В-третьих, Один самым непосредственным образом связан с потусторонним миром и культом мертвых, о чем красноречиво говорит один из его эпитетов — «Отец павших». Верховный бог скандинавской мифологии одновременно является и хозяином Вальгаллы — рая, куда могут попасть только храбрые воины. Оказавшиеся там избранные бесконечно пируют, сражаются и охотятся в небесных чертогах. В-четвертых, хоть как верховный бог Один уже не является охотником по преимуществу, отдельные элементы связи с этим занятием в его образе сохранились. По скандинавским мифам в последней эсхатологической битве Один сражается с волком Фенриром и гибнет в его пасти, а в поздних континентальных немецких легендах Вотан является предводителем «дикой охоты» душ мертвых воинов. Наконец, именно наличие многочисленных черт исходного архетипа, очевидно, и побудило Саксона Грамматика сблизить скандинавского Одина и западнославянского Боя, объявив мифического персонажа другого народа сыном своего бывшего верховного бога.
------------------------
→ **Задание 1**
Сколько строк в записях ниже содержат слово «dirt» с учетом регистра? Подсчитайте и укажите только число.
------------------------
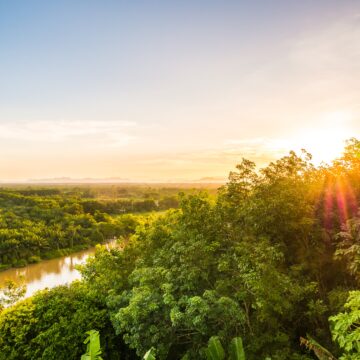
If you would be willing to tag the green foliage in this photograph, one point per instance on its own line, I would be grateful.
(320, 352)
(215, 351)
(150, 355)
(268, 260)
(52, 323)
(345, 327)
(93, 350)
(236, 349)
(11, 293)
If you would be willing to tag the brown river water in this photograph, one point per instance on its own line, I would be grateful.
(49, 273)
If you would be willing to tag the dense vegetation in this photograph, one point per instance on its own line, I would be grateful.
(269, 260)
(40, 223)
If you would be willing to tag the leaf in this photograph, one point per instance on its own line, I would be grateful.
(150, 355)
(215, 351)
(320, 352)
(237, 349)
(93, 350)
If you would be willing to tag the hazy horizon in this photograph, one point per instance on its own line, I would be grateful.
(173, 90)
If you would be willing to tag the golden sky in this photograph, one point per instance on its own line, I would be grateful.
(174, 92)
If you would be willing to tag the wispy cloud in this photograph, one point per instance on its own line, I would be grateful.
(106, 133)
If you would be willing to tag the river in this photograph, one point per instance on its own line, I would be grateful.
(49, 273)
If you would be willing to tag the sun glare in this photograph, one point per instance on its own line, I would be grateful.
(326, 141)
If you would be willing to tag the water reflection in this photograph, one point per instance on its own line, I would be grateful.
(49, 273)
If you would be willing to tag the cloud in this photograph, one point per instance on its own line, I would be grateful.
(106, 133)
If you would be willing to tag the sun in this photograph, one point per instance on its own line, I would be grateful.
(326, 140)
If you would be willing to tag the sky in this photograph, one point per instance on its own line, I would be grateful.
(173, 90)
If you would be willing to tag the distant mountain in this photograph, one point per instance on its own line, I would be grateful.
(66, 180)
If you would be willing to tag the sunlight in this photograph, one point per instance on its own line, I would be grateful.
(326, 141)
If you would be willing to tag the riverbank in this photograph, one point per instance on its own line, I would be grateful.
(50, 273)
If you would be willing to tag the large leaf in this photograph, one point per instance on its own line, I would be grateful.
(215, 351)
(320, 352)
(150, 355)
(93, 350)
(237, 349)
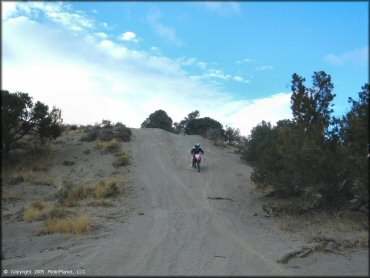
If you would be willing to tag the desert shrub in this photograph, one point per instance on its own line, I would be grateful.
(309, 153)
(233, 136)
(20, 117)
(159, 119)
(214, 134)
(105, 134)
(91, 135)
(108, 146)
(78, 225)
(122, 132)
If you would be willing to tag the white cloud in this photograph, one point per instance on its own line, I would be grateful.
(57, 12)
(165, 32)
(214, 73)
(241, 79)
(111, 81)
(270, 109)
(358, 57)
(186, 61)
(101, 35)
(8, 9)
(262, 68)
(244, 61)
(129, 36)
(202, 65)
(223, 8)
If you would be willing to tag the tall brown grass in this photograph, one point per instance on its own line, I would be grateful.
(111, 146)
(77, 225)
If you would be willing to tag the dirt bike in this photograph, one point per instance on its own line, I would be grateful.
(196, 161)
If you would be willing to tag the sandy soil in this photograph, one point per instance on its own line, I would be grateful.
(171, 221)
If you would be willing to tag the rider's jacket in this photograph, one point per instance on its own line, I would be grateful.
(196, 151)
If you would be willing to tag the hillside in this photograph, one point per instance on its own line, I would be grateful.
(167, 219)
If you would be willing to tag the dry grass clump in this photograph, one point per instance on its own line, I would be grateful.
(70, 194)
(121, 160)
(77, 225)
(111, 146)
(40, 211)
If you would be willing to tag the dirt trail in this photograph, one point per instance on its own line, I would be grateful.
(184, 222)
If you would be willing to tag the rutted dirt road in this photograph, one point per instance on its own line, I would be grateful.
(188, 223)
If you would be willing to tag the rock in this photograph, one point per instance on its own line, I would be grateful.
(331, 247)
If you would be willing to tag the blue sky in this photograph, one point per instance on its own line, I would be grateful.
(233, 61)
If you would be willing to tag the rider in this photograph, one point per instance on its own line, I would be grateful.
(196, 150)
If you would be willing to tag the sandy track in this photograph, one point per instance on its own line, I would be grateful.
(182, 222)
(181, 231)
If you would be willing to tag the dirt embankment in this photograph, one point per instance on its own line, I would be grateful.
(171, 220)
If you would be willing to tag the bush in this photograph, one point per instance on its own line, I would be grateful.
(121, 132)
(111, 146)
(159, 119)
(321, 156)
(92, 135)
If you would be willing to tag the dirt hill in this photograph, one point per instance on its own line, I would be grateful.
(167, 218)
------------------------
→ **Задание 2**
Перескажите списком, короче исходного, абзац фрагмента об Одине, начинающийся словами «В-третьих, Один самым непосредственным образом». Сохраните его основные факты.

→ **Ответ 1**
5

→ **Ответ 2**
- Один напрямую связан с потусторонним миром и культом мертвых. Об этом говорит его эпитет «Отец павших».
- Он хозяин Вальгаллы. Это рай только для храбрых воинов, где избранные бесконечно пируют, сражаются и охотятся в небесных чертогах.
- Как верховный бог Один уже не охотник по преимуществу, но отдельные элементы связи с охотой в его образе сохранились.
- По скандинавским мифам, в последней эсхатологической битве Один сражается с волком Фенриром и гибнет в его пасти.
- В поздних континентальных немецких легендах Вотан предводительствует «дикой охотой» душ мертвых воинов.
- Многочисленные черты исходного архетипа, очевидно, побудили Саксона Грамматика сблизить скандинавского Одина и западнославянского Боя. Он объявил мифического персонажа другого народа сыном своего бывшего верховного бога.